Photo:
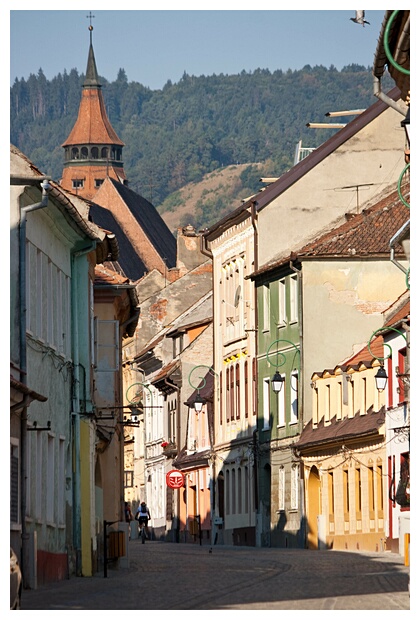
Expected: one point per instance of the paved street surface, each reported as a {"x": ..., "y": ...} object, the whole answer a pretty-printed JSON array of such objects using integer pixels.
[{"x": 184, "y": 576}]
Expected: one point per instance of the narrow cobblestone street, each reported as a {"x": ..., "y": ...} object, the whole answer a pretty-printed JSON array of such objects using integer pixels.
[{"x": 187, "y": 577}]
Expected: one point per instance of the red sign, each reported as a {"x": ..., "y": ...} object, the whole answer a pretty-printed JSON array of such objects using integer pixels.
[{"x": 175, "y": 479}]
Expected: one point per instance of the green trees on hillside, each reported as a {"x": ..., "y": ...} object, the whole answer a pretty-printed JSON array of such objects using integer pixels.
[{"x": 178, "y": 134}]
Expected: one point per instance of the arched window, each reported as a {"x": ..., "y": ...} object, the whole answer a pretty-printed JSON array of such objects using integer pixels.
[{"x": 238, "y": 393}]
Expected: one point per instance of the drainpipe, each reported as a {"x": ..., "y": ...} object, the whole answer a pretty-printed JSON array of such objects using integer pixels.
[
  {"x": 76, "y": 410},
  {"x": 255, "y": 442},
  {"x": 23, "y": 361},
  {"x": 178, "y": 442},
  {"x": 204, "y": 250},
  {"x": 298, "y": 272}
]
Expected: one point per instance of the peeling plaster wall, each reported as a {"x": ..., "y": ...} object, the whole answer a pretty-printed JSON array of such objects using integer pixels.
[
  {"x": 373, "y": 160},
  {"x": 166, "y": 304},
  {"x": 343, "y": 302}
]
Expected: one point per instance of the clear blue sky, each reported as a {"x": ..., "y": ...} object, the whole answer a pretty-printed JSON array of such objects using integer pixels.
[{"x": 156, "y": 45}]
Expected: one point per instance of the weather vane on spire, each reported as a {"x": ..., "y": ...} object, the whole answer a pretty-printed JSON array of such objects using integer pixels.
[{"x": 89, "y": 17}]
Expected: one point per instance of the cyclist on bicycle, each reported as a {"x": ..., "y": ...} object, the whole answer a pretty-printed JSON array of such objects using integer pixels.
[{"x": 143, "y": 516}]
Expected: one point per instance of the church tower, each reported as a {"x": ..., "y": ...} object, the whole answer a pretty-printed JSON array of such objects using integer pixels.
[{"x": 93, "y": 151}]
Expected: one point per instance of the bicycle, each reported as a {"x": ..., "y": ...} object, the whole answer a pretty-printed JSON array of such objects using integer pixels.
[{"x": 142, "y": 526}]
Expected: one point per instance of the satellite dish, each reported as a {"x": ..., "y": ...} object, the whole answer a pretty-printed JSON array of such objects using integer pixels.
[{"x": 237, "y": 296}]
##########
__Set problem__:
Please repeat the entries above with "pretty-printed" swapped for "neatly indented" everywhere and no other changes. Leave the pictures out.

__Answer for the task__:
Photo:
Expected: one point per instance of the paved street surface, each reported as a {"x": ..., "y": ...} object, the whole answer a neatly indented JSON array of such objects using integer pixels.
[{"x": 184, "y": 576}]
Expected: one point per instance of the narrow cobblestone street, each reported as a {"x": ..., "y": ...} object, the whole answer a neatly indented JSON array of such objects using integer pixels.
[{"x": 187, "y": 577}]
Expected: one point per instance of the red sign, each reported as a {"x": ..., "y": ...} object, the whole answer a neatly indented JSON array of such objects using integer pixels.
[{"x": 175, "y": 479}]
Expected: one point per instance of the green trees on hillside, each reported as a {"x": ..., "y": ...} object, the whole answer a neatly indented JSON array of such objects using integer pixels.
[{"x": 178, "y": 134}]
Expected: one point per instance of the arched window, each reported as a {"x": ..., "y": ...} object, the whole answer a neatly indented JSON array of such objects using integer pixels.
[{"x": 238, "y": 393}]
Expected: one point per instance of the drainpipe, each reported as a {"x": ..., "y": ...} object, the whole answer a neatly indented JSON array of such objects using integer pixels.
[
  {"x": 76, "y": 410},
  {"x": 255, "y": 442},
  {"x": 23, "y": 361},
  {"x": 178, "y": 442},
  {"x": 204, "y": 250},
  {"x": 298, "y": 272}
]
Expected: one point per instance of the peeling plaster wall, each reported as a {"x": ..., "y": ...} object, the whole answer a neatly indented JSON array of such objects using integer pixels.
[
  {"x": 373, "y": 160},
  {"x": 166, "y": 304},
  {"x": 343, "y": 302}
]
Expected: one point per instance of the clear blue sky, each reported as a {"x": ..., "y": ...} object, the whole answer a neatly indented JSON array of such objects using integer pixels.
[{"x": 156, "y": 45}]
Expected: one point per instance of the weather vane on spire, each reported as a {"x": ..., "y": ...} object, the whole answer a neatly indented JSON array of such objects using integer pixels.
[{"x": 89, "y": 17}]
Expected: one point per instance of the cyclist on bicycle, each reported as a {"x": ..., "y": ...} object, the whole answer a neatly indented JSON array of such objects using integer pixels.
[{"x": 143, "y": 516}]
Expected: one point per instance of the church tower, each reported as a {"x": ..., "y": ...} object, the whole answer a neatly indented JSON array of such objects using integer pixels.
[{"x": 93, "y": 151}]
Expected: one point per instance of the bicycle, each reported as a {"x": ..., "y": ...} object, the whole answer a neatly indented JSON array of such objects using integer pixels.
[{"x": 142, "y": 526}]
Expected: one point per instance of the satellite dish, each reported as a {"x": ..., "y": ...} object, the whole answer a neatly indented JSON array of such objects using integer pixels.
[{"x": 237, "y": 296}]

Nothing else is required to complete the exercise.